» **How to complete this task**:
Transcribe every record that appears below, exactly and in full.

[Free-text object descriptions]

○ ○ ○ ○ ○

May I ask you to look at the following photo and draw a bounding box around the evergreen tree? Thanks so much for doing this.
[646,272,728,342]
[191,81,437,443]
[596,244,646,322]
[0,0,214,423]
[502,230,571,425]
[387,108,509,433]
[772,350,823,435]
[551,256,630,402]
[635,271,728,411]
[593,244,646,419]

○ ○ ○ ○ ○

» **Output of the exercise**:
May I ask you to look at the following photo and draw a bounding box around the evergreen tree? Thanks so much for doing this.
[646,272,728,342]
[191,81,437,443]
[596,244,646,322]
[0,0,214,423]
[502,230,571,425]
[387,108,509,433]
[772,350,823,435]
[551,256,630,402]
[635,271,728,411]
[593,244,646,419]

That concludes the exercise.